Problem description:
Once you have read the listing below, write all of it out again exactly.

Raw data:
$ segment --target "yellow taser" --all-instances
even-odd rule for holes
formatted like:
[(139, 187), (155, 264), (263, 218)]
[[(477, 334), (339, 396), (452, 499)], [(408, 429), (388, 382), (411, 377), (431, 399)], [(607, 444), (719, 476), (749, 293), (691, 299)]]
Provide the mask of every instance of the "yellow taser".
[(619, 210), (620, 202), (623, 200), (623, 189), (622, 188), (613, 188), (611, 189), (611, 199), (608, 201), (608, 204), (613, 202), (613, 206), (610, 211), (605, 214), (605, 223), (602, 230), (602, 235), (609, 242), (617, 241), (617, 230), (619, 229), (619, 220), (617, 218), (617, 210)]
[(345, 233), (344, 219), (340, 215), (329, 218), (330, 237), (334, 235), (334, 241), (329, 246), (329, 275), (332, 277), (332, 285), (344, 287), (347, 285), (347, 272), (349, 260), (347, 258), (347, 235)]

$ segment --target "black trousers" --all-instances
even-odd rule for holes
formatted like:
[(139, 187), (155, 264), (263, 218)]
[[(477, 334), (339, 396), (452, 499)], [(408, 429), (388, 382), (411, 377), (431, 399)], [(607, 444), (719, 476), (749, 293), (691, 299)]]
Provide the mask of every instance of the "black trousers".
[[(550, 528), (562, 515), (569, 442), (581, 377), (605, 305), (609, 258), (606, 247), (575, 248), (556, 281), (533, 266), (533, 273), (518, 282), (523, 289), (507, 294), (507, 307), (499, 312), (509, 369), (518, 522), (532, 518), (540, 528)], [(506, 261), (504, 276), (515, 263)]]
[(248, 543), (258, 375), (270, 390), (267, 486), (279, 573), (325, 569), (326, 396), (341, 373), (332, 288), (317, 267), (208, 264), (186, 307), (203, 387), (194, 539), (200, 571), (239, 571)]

Solved problem:
$ segment --target "yellow taser" --all-instances
even-odd rule for holes
formatted like:
[(139, 187), (155, 264), (263, 218)]
[[(477, 334), (339, 396), (452, 499)], [(408, 429), (388, 382), (411, 377), (431, 399)], [(607, 444), (719, 476), (749, 293), (691, 299)]]
Provide the mask of every instance of the "yellow taser".
[(619, 210), (620, 202), (623, 200), (623, 189), (622, 188), (613, 188), (611, 189), (611, 199), (608, 201), (608, 204), (613, 202), (613, 206), (610, 211), (605, 214), (605, 223), (602, 230), (602, 235), (609, 242), (617, 241), (617, 230), (619, 229), (619, 220), (617, 218), (617, 210)]
[(345, 233), (344, 219), (340, 215), (329, 218), (330, 237), (334, 235), (334, 241), (329, 246), (329, 275), (332, 277), (332, 285), (344, 287), (347, 285), (347, 272), (349, 260), (347, 258), (347, 235)]

$ segment --target "black trousers" --all-instances
even-odd rule for holes
formatted like:
[(139, 187), (155, 264), (263, 218)]
[[(477, 334), (339, 396), (452, 499)], [(408, 429), (388, 382), (411, 377), (431, 399)], [(607, 444), (719, 476), (749, 293), (691, 299)]]
Provide the mask of every instance of the "black trousers".
[[(550, 528), (562, 515), (569, 442), (581, 377), (605, 305), (609, 258), (606, 247), (575, 248), (556, 281), (533, 266), (533, 273), (518, 282), (523, 289), (507, 294), (507, 307), (499, 312), (509, 369), (518, 522), (532, 518), (540, 528)], [(506, 261), (504, 276), (515, 263)]]
[(248, 543), (258, 375), (270, 390), (267, 486), (279, 573), (325, 569), (326, 396), (341, 373), (332, 288), (317, 267), (208, 264), (186, 307), (203, 387), (194, 539), (200, 571), (239, 571)]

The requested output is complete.